:: What the task requires ::
Retype every one of the records below word for word, leaving out the pictures.

:: Data shown ::

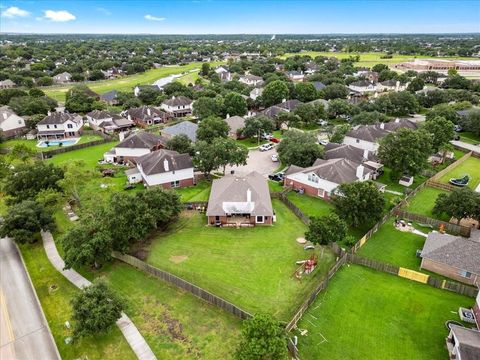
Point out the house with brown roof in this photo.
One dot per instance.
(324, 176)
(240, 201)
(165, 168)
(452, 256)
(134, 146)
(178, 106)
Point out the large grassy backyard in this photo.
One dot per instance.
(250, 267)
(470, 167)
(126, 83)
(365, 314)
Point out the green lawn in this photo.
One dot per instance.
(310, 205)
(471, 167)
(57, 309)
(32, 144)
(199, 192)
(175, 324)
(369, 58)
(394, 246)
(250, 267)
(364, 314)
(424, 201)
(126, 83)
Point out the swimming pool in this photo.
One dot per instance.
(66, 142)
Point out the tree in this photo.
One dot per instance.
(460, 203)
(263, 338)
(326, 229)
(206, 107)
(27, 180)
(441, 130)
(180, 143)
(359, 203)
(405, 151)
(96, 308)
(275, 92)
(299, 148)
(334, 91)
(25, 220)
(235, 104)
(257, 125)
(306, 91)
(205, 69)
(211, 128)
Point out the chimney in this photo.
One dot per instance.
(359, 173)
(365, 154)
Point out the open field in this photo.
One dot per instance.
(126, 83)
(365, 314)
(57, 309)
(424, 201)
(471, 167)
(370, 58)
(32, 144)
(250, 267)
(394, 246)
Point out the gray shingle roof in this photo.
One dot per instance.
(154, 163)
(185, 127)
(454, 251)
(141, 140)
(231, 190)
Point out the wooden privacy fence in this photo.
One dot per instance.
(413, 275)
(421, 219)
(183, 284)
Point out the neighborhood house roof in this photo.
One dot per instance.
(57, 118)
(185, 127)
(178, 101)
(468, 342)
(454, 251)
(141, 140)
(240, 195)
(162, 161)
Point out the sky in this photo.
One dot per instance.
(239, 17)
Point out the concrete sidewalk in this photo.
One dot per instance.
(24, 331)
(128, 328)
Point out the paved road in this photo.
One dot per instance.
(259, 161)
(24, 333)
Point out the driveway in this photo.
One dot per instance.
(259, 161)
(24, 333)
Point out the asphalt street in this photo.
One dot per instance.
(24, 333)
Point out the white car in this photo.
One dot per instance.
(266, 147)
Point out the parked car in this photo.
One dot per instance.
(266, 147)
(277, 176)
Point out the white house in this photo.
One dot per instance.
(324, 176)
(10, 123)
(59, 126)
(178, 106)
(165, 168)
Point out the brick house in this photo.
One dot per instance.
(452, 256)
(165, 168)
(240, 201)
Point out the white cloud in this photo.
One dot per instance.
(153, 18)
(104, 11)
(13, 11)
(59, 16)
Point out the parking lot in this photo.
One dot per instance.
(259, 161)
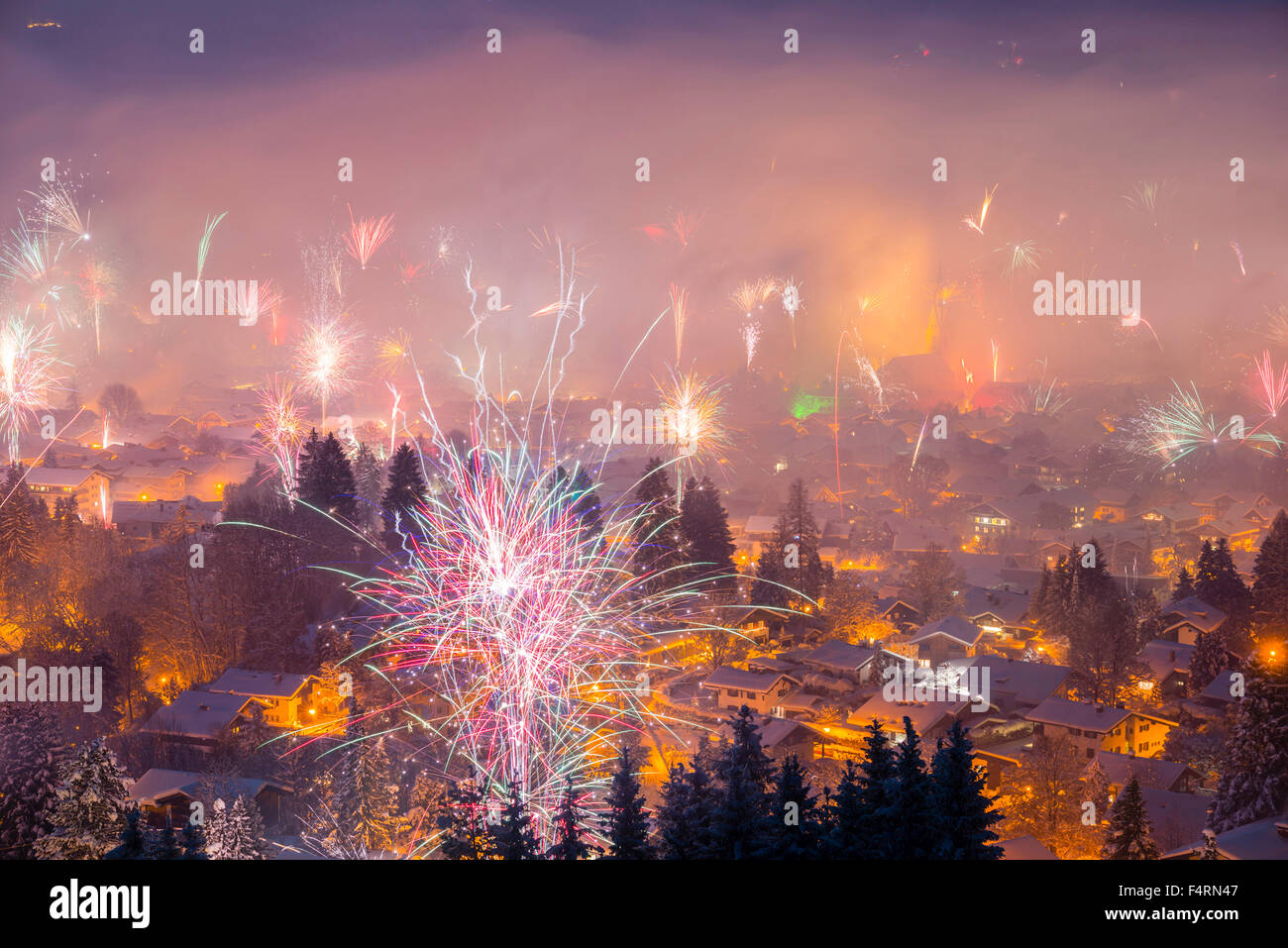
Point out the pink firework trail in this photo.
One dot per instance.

:: The output ::
Point out the house with brown roof in this photo.
One dot per instance.
(324, 176)
(240, 201)
(165, 168)
(452, 256)
(134, 146)
(178, 106)
Point out the large grassy backyard in this photo.
One dot per instance.
(250, 267)
(470, 167)
(126, 83)
(365, 314)
Point out the green lawn in this photo.
One dot per instance.
(310, 205)
(471, 167)
(57, 309)
(32, 144)
(199, 192)
(175, 324)
(369, 58)
(394, 246)
(250, 267)
(364, 314)
(424, 201)
(126, 83)
Point out the swimming pool in this photo.
One dot per instance.
(66, 142)
Point out the tree in this photo.
One dot per instance.
(460, 203)
(263, 338)
(326, 229)
(206, 107)
(27, 180)
(441, 130)
(180, 143)
(359, 203)
(405, 151)
(96, 308)
(275, 92)
(299, 148)
(334, 91)
(25, 220)
(235, 104)
(257, 125)
(306, 91)
(205, 69)
(211, 128)
Point out the chimney in this photo.
One dot per instance.
(359, 173)
(365, 154)
Point out the open field in this photo.
One dot per instance.
(126, 83)
(365, 314)
(57, 309)
(424, 201)
(471, 167)
(370, 58)
(32, 144)
(250, 267)
(394, 246)
Point out the gray shingle roof in this photo.
One dot per instance.
(154, 163)
(185, 127)
(454, 251)
(141, 140)
(231, 190)
Point out the wooden privacy fence in this photo.
One dot per instance.
(413, 275)
(421, 219)
(183, 284)
Point out the neighborhood house roof in this photo.
One dot per instance.
(57, 118)
(185, 127)
(178, 101)
(468, 342)
(454, 251)
(141, 140)
(240, 195)
(162, 161)
Point out the sky in this photo.
One dot per instance.
(239, 17)
Point out the concrete sidewalk in this photo.
One dot per instance.
(24, 331)
(128, 328)
Point out the paved road in this photo.
One dot per instance.
(259, 161)
(24, 333)
Point out the driveway in this photo.
One dot per instance.
(259, 161)
(24, 333)
Point out the asphalt street in this photo.
One dot per instance.
(24, 333)
Point out the white car in this photo.
One dot per instance.
(266, 147)
Point out the parked car in this photo.
One dot per instance.
(266, 147)
(277, 176)
Point out the white house in this photo.
One dot per instance.
(324, 176)
(10, 123)
(59, 126)
(178, 106)
(165, 168)
Point out the brick house in this photo.
One dot per instance.
(452, 256)
(165, 168)
(240, 201)
Point out the white cloud in this photo.
One dot per instance.
(153, 18)
(104, 11)
(13, 11)
(59, 16)
Point out the parking lot in this photo.
One dot per instance.
(259, 161)
Point out the pink firework trail in this photo.
One dot per instance.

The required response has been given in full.